• DATA ENTRIES:
——————
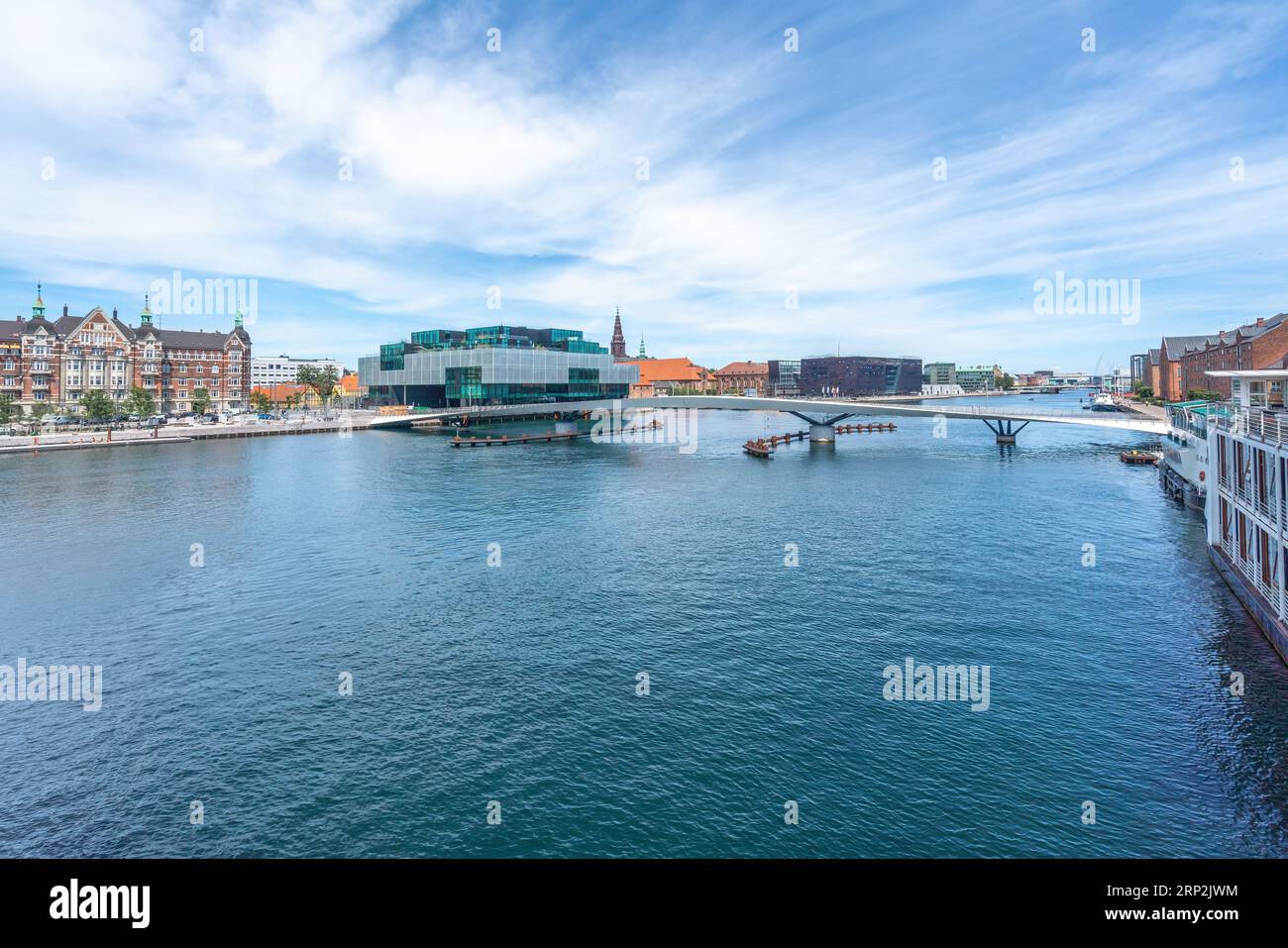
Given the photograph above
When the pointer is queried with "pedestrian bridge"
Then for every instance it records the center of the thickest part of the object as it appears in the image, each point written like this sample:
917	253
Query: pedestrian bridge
——————
• EXERCISE: Rewrite the entries with every "pedestrian bridge" changed to "footbridge", keeping all other wording the same. Leave the pictures out of your version.

• EXPECTED ANSWER:
Given the photograph above
When the pointer is queried with "footbridge"
Then for every instance it records the center of the thickest part of the object as it appears in the image, each point written like this sample:
917	253
Query: footbridge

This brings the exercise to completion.